* _EXERCISES TO COMPLETE_:
• 1. According to the passage on forensic and research genetic data, how many people were in Rosenberg's study group?
• 2. Continue the passage on forensic and research genetic data from its last sentence.

* _READING TEXT_:
The difference between law enforcement and scientists—in terms of genetic data, at least—is that they look at different parts of the human genome. Everyone has about a three-billion-letter-long sequence of DNA inside every cell in their bodies. Genetic tests never try to read every single letter. Instead, they choose parts. Police analysts look at so-called short tandem repeats, which are distinctive patterns scattered inside the genome. Until this year, law enforcement only looked at short tandem repeats in 13 locations in the genome; they’ve now expanded to 20. These short tandem repeats don’t affect people’s health or appearance, but they’re unique enough between people that they can help with identifying crime suspects and missing persons.
Genetics researchers, on the other hand, often look at single nucleotide polymorphisms, or SNPs (pronounced “snips”) for short. So do commercial genome companies, such as 23andMe and Ancestry.com. Ever since the human genome was sequenced in 2003, researchers have plumbed the SNPs in humanity’s DNA, analyzing hundreds of thousands of SNPs at once to see which ones are associated with physical traits. SNPs have been associated, with varying reliability, with everything from people’s weight and height to how they’ll react to certain medicines.
SNPs and short tandem repeats have no overlaps and, until Rosenberg’s study, there wasn’t a way to convert between the data sets. Rosenberg offered an accurate way to translate one to the other. Within his study group of 872 people, he was able to match SNP profiles to profiles containing 13 short tandem repeats, between 90 and 98 percent of the time.
What would happen if he tried in a larger data set, however? 23andMe, for example, has two million customers, as Forbes reported in April. “We have a calculation in the study that suggests that, for some non-trivial fraction of a population of millions, these links will be possible to make,” Rosenberg says. “The technique doesn’t have to work in every case in order to be a technique whose implications need to be explored.”
Katsanis is a bit more skeptical. She says that, if police were to go to 23andMe and demand that they be allowed to try to match a forensic sample with 23andMe’s customers, “there would be too many possible people that could align with that STR [short tandem repeat] profile. That is just not useful information for law enforcement.”

* _GIVEN INFORMATION_:

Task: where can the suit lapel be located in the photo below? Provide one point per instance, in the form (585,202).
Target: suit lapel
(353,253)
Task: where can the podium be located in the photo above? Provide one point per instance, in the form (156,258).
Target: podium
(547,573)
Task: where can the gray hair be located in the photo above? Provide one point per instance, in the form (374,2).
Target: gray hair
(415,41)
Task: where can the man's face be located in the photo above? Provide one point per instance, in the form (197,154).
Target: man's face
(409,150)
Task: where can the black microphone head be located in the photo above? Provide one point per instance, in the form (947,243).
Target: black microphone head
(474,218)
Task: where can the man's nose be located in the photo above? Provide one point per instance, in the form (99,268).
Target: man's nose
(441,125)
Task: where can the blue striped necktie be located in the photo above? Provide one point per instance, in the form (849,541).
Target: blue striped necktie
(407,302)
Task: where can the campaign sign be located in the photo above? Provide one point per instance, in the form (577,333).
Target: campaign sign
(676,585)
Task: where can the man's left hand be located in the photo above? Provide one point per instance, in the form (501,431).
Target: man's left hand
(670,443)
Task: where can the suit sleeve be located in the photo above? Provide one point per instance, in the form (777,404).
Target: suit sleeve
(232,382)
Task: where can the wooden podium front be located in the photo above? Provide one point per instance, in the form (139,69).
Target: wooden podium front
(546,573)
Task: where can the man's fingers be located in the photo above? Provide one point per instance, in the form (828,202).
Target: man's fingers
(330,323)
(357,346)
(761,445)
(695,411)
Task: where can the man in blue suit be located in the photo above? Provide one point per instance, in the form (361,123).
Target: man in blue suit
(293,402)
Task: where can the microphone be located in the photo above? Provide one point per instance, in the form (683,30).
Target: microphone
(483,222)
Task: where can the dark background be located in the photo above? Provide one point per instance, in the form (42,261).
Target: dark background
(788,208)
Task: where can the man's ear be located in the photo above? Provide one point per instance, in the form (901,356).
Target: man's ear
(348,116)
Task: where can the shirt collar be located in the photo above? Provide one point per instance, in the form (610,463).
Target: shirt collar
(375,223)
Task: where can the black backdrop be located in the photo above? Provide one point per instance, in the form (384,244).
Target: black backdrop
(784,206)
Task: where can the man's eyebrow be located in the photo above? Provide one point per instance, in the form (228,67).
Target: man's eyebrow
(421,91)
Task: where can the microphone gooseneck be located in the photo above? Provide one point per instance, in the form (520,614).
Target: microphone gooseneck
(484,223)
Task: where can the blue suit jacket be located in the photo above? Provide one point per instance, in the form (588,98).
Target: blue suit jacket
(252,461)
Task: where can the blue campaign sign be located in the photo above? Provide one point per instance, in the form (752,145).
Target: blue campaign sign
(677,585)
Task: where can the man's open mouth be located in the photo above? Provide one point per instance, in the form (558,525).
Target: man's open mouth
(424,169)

---

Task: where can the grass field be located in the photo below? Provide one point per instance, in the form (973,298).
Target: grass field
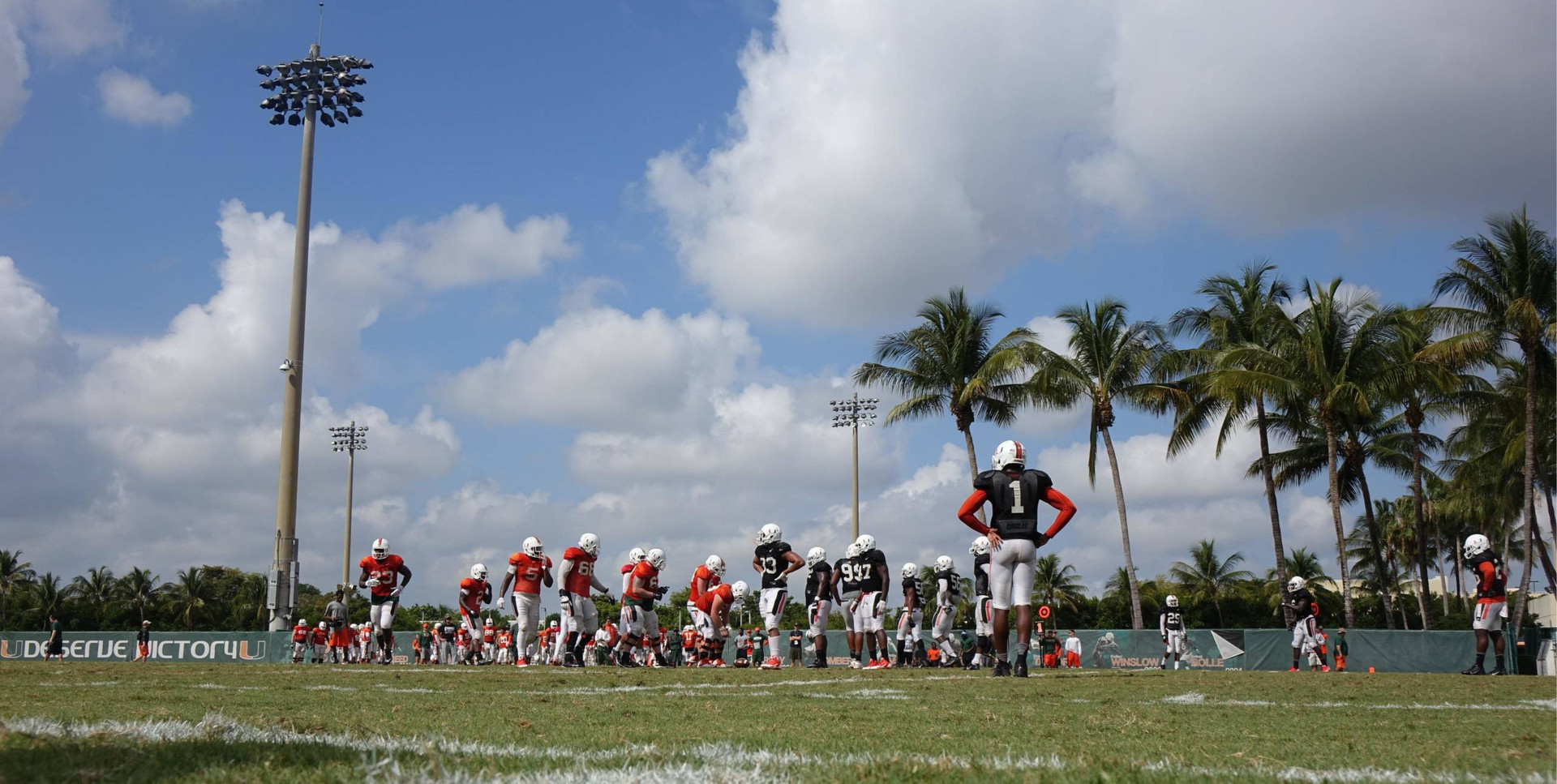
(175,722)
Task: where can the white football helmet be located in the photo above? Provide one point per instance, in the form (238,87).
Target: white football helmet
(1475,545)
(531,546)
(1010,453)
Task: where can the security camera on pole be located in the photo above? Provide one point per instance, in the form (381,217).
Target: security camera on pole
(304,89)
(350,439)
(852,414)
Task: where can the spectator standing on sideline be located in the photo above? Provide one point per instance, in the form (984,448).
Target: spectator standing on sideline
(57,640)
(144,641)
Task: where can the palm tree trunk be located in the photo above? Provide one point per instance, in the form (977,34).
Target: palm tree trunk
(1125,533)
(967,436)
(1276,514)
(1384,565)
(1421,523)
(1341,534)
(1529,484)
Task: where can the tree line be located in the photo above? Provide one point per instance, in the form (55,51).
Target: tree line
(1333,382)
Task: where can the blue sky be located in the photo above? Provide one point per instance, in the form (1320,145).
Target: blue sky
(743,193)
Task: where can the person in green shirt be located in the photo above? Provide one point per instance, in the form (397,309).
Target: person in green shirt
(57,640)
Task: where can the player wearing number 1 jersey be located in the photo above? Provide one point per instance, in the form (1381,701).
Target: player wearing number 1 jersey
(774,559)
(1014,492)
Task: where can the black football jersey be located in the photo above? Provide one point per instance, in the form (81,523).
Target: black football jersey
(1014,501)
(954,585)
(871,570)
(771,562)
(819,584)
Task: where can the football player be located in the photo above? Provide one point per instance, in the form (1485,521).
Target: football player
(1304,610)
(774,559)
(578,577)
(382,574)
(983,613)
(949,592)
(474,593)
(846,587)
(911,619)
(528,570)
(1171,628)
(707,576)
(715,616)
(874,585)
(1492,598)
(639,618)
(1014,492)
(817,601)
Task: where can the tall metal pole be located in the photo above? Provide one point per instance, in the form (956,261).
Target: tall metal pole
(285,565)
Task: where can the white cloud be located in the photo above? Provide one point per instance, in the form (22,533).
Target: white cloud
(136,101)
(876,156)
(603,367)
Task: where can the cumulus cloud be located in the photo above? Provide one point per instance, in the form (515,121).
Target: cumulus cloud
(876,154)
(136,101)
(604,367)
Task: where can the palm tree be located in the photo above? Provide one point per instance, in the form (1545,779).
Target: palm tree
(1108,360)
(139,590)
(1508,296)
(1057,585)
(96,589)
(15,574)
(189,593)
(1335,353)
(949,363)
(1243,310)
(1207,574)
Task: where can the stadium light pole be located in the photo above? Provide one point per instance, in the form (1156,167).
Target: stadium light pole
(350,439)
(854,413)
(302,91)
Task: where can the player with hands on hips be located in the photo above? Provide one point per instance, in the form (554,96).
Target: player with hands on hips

* _RESPONSES_:
• 1. 872 people.

• 2.
In addition, short tandem repeats change quickly between generations. This means when parents pass their short tandem repeats onto their children, the STRs aren’t always copied perfectly. But because STRs don’t affect people’s health, nobody would ever have reason to know. On the other hand, SNPs are almost always inherited perfectly. Imagine SNPs and STRs are two runners in a race. Rosenberg and his colleagues found a way to calculate the distance between SNPs and STRs as they’re running. But because STRs is faster than SNPs, that calculation will, over time, become less accurate. “I would argue that the STR mutation rates will mean that they won’t have a reliable connection over time,” says John Butler, a fellow for forensic science at the National Institute of Standards and Technology. But nobody knows for sure. “I would be happy to be proven wrong, over time,” Butler says.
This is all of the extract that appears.